===== Given text
Wednesday 31 May 2023

The Machine (2023)

Yeah it's a bit of a bonkers premise and yes it doesn't always work, but Kreischer's film "companion" to his infamous comedy routine about getting involved with the Russian Mafia while in college still ends up being a rather fun time. His charisma along with the joy of seeing Mark Hamill in this gonzo performance ends up being more pros than cons in this rather unique film. 

The film is clunky in places and edited very poorly, so poorly it can be jarring to watch. The plot points are rather ridiculous and the film requires a lot of suspension of disbelief. But when it lands it does land. The funny bits are quite good and there are touching moments too which were far more effective than I would have thought. The film doesn't overstay it's welcome and remains entertaining throughout. 

It's all just so unexpected and ends up just being a lot of fun. 

The Machine
Starring: Bert Kreischer, Mark Hamill
Director: Peter Atencio
Writers: Kevin Biegel, Scotty Landes
 

Sunday 28 May 2023

The Little Mermaid (2023)

The Little Mermaid is the 13th time Disney has taken one of their beloved animated films and remade it in "live action" through a straight up "copy" style, not only telling the same story but hitting the original's plot points and even dialogue pretty much beat for beat with only minor alterations. Unlike more "spin off" takes like the recent Cruella or Christopher Robin, which take ideas from the earlier films and extrapolate new stories, these films stick close to the scripts of their source materials, basically giving audiences the same thing they got in traditional animation but this time with live actors and CGI!
==========
===== Excerpted data
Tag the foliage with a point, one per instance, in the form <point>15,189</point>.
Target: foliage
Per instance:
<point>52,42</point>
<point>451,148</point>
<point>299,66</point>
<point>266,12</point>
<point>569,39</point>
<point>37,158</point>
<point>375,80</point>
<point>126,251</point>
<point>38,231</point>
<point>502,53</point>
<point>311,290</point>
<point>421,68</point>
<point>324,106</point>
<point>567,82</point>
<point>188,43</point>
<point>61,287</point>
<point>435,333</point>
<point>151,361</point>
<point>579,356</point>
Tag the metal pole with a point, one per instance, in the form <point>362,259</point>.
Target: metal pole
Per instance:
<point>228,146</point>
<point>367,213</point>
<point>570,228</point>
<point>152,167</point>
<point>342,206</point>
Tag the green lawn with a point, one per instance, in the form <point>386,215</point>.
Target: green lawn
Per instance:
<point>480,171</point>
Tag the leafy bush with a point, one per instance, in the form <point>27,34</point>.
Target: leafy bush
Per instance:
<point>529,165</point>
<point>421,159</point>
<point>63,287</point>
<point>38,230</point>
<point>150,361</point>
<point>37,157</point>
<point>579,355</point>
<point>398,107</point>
==========
| Exercise prompt |
Return the full movie review text word for word, with nothing changed or left out.

| Finished exercise |
Wednesday 31 May 2023

The Machine (2023)

Yeah it's a bit of a bonkers premise and yes it doesn't always work, but Kreischer's film "companion" to his infamous comedy routine about getting involved with the Russian Mafia while in college still ends up being a rather fun time. His charisma along with the joy of seeing Mark Hamill in this gonzo performance ends up being more pros than cons in this rather unique film. 

The film is clunky in places and edited very poorly, so poorly it can be jarring to watch. The plot points are rather ridiculous and the film requires a lot of suspension of disbelief. But when it lands it does land. The funny bits are quite good and there are touching moments too which were far more effective than I would have thought. The film doesn't overstay it's welcome and remains entertaining throughout. 

It's all just so unexpected and ends up just being a lot of fun. 

The Machine
Starring: Bert Kreischer, Mark Hamill
Director: Peter Atencio
Writers: Kevin Biegel, Scotty Landes
 

Sunday 28 May 2023

The Little Mermaid (2023)

The Little Mermaid is the 13th time Disney has taken one of their beloved animated films and remade it in "live action" through a straight up "copy" style, not only telling the same story but hitting the original's plot points and even dialogue pretty much beat for beat with only minor alterations. Unlike more "spin off" takes like the recent Cruella or Christopher Robin, which take ideas from the earlier films and extrapolate new stories, these films stick close to the scripts of their source materials, basically giving audiences the same thing they got in traditional animation but this time with live actors and CGI!